◆ PÁGINA ◆
6. la crisis de los tres años
Los teóricos del desarrollo infantil tienen especial interés en el tercer año de un niño. La conquista de la autonomía motora y lenguajera, bien como la ampliación del circulo social; ambos factores nos podrían llevar a esperar un incremento en los ajustes sincréticos y en las relaciones imaginarias vinculadas al placer. Pero no es lo que generalmente sucede. El niño quiebra la lógica de un desarrollo lineal y progresivo y, paradojalmente, se retrae como si aquello que, antes, era atractivo y placentero, ahora, se vuelve algo amenazador y doloroso. Tal vez el cambio más significativo, conforme Elsa Köhler (1926) consista en el hecho de que, a los tres años, el niño deja de atribuir su cuerpo o su pensamiento a otros. ¿Qué es entonces lo que pasa?
De hecho, si observamos un niño de tres años notaremos que él dejó de confundirse con las situaciones (de vivencia transitiva) y con los papeles sociales (a los cuales estaba identificado). Ahora “él es alguien que está más allá de sus diferentes situaciones”, bien como “más allá de los diferentes papeles” asumidos a partir de su alienación junto al Gran Otro (Merleau-Ponty, 1949, p. 332). Si es verdad que, por cuenta de la función personalidad, él consiguió hacer de sí mismo un espectáculo, de aquí en adelante no puede más ser público. La transitividad gozosa de las vivencias sincréticas, por un lado, y el placer y el desplacer implicado en el narcisismo imaginario, por otro, no pueden más ser compartidos. De ahora en adelante, todo pasa como si él debiese “representarse una situación en vez de sólo vivir en ella”. El habla no parece más vinculada a la acción e incluso su atención se traslada: “él realizando su acto” se vuelve “él viéndose actuar”. (Merleau-Ponty, 1949, p. 322).
En lo que dice respecto a la participación del semejante en sus actividades, el niño antes dejaba explícito que él necesitaba ser ayudado por un cuerpo auxiliar (fuese él alucinado, delirado, activamente escogido por un acto de identificación o disponible en una vivencia de contacto fluido). O, entonces, en los casos en que hubiese logrado una función personalidad, él dejaba explícito que necesitaba de alguien que encarnase la demanda por identidad (que caracteriza el Gran Otro). Pero, ahora, el niño parece preferir deliberar solo. Por cuenta de esto, reacciona al mirar ajeno de modo diferente: si antes de los tres años, él se sentía encorajado, a partir de los tres años, la sensación de estar siendo mirado causa en él mucha molestia. Si estuviese en el medio de un juego y fuese descubierto por tal mirar, el niño simplemente interrumpe lo que está haciendo. El mirar del semejante no es más una oportunidad para la ampliación de las posibilidades motoras, eminentemente lúdicas, tampoco ocasión para la vivencia del autoreconocimiento narcisista. Ante aquel mirar el niño ya no se siente más encorajado, confirmado. Él se siente compungido.

◆ PROBLEMA PLANTEADO A ◆
Según la página, ¿qué hace el niño de tres años si, en medio de un juego, lo descubre la mirada ajena?

[Extractos de datos de etiquetado de ubicaciones]
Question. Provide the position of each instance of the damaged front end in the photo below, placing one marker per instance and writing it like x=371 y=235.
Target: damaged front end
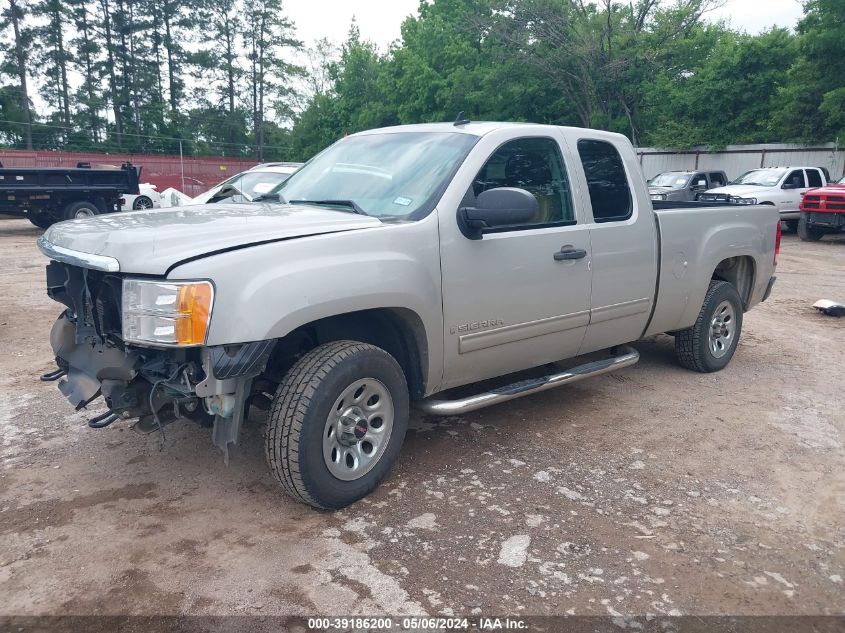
x=171 y=376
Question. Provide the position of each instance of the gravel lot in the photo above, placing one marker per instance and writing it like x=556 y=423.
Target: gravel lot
x=651 y=490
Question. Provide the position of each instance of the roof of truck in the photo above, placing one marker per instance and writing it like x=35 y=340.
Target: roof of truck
x=476 y=128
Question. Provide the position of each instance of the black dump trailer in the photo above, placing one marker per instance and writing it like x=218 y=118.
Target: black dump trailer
x=50 y=194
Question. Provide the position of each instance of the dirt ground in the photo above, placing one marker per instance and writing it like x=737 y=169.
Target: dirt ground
x=651 y=490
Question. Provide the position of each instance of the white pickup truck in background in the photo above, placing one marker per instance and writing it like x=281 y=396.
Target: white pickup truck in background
x=396 y=265
x=781 y=187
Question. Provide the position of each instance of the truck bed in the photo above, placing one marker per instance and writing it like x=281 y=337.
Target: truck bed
x=696 y=239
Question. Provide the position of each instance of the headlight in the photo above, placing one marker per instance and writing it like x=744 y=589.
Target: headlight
x=744 y=200
x=166 y=313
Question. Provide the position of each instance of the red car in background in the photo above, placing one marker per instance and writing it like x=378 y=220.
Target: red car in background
x=822 y=211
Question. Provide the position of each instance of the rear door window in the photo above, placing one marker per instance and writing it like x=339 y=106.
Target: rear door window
x=795 y=179
x=698 y=182
x=717 y=179
x=607 y=182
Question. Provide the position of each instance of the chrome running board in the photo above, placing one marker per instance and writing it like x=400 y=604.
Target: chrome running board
x=627 y=356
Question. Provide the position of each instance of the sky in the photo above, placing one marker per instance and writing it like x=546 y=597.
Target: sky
x=380 y=20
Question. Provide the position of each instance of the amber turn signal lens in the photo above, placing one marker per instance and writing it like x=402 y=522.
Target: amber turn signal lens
x=193 y=305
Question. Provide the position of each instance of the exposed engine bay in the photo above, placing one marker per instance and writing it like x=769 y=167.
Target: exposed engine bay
x=213 y=386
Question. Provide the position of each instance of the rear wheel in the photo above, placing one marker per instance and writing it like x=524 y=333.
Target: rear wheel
x=337 y=423
x=710 y=343
x=806 y=232
x=79 y=210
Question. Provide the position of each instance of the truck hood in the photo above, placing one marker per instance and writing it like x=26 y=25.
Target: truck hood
x=151 y=242
x=741 y=191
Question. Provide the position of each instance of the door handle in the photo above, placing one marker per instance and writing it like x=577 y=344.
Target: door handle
x=570 y=253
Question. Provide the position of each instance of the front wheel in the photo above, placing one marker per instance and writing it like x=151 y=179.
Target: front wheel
x=41 y=220
x=80 y=210
x=337 y=423
x=710 y=343
x=806 y=232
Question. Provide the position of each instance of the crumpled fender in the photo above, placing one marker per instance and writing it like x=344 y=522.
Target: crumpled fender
x=87 y=363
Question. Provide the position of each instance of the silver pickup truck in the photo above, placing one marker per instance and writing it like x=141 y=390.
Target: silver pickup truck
x=395 y=266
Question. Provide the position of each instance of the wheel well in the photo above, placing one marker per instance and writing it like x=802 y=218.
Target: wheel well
x=738 y=271
x=398 y=331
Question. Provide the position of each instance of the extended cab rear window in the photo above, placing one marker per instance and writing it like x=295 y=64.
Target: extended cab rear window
x=610 y=195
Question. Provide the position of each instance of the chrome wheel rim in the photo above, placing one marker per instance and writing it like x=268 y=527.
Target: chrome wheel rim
x=358 y=429
x=722 y=329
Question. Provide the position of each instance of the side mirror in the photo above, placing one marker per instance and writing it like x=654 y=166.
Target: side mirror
x=502 y=206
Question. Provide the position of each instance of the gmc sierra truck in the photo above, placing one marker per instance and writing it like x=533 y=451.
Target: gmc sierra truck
x=394 y=267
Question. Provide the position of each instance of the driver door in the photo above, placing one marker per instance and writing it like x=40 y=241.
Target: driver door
x=508 y=302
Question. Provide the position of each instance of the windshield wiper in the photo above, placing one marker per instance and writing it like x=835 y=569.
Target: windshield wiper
x=268 y=197
x=349 y=204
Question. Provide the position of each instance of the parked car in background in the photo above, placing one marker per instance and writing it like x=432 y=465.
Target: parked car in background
x=398 y=264
x=45 y=195
x=781 y=187
x=248 y=185
x=684 y=185
x=148 y=197
x=822 y=211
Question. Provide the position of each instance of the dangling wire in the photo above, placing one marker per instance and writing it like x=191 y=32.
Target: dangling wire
x=162 y=440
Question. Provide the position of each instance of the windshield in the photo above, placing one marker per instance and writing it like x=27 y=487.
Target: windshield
x=670 y=180
x=762 y=177
x=383 y=175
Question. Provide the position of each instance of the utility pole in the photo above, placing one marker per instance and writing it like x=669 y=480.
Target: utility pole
x=182 y=165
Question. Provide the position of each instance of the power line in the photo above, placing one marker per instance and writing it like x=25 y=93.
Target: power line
x=148 y=136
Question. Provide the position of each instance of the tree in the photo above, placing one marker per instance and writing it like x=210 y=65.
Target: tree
x=54 y=58
x=813 y=96
x=269 y=35
x=726 y=97
x=14 y=16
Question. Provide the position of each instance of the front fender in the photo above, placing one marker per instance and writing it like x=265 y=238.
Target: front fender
x=266 y=291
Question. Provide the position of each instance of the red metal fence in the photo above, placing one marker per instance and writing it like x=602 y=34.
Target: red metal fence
x=200 y=174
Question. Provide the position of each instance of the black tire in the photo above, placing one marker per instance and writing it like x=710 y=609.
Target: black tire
x=808 y=233
x=81 y=209
x=142 y=202
x=41 y=220
x=299 y=418
x=693 y=345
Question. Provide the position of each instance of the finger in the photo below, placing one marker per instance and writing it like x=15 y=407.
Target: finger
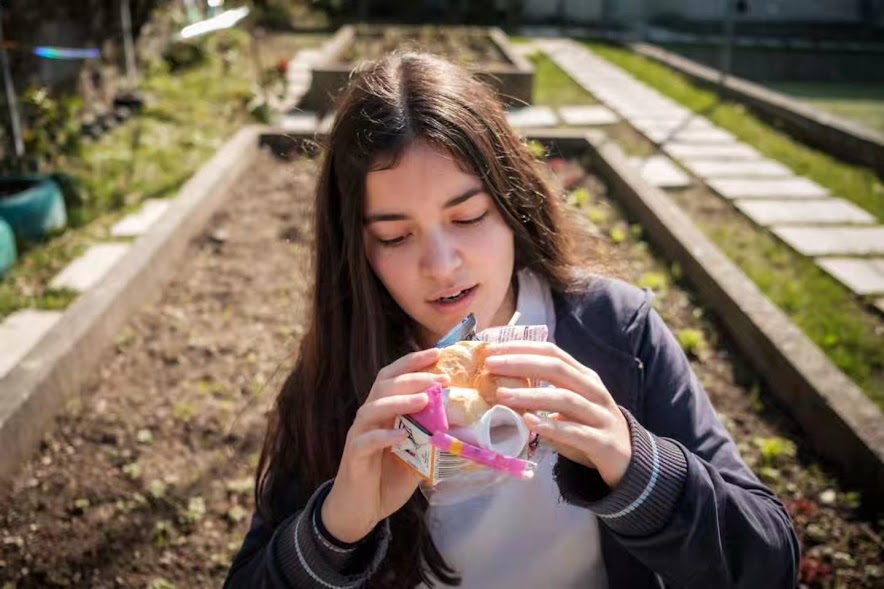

◆ PROBLEMA PLANTEADO B ◆
Por favor, convierte en una lista numerada las líneas de los registros que empiezan en la que contiene "Question. Provide the position of each instance of the tree" y terminan en la que contiene "x=200 y=174", ambas incluidas, sin las líneas en blanco.

◆ RESPUESTA ESPERADA A ◆
Interrumpe lo que está haciendo.

◆ RESPUESTA ESPERADA B ◆
1. Question. Provide the position of each instance of the tree in the photo above, placing one marker per instance and writing it like x=210 y=65.
2. Target: tree
3. x=54 y=58
4. x=813 y=96
5. x=269 y=35
6. x=726 y=97
7. x=14 y=16
8. Question. Provide the position of each instance of the front fender in the photo above, placing one marker per instance and writing it like x=265 y=238.
9. Target: front fender
10. x=266 y=291
11. Question. Provide the position of each instance of the red metal fence in the photo above, placing one marker per instance and writing it like x=602 y=34.
12. Target: red metal fence
13. x=200 y=174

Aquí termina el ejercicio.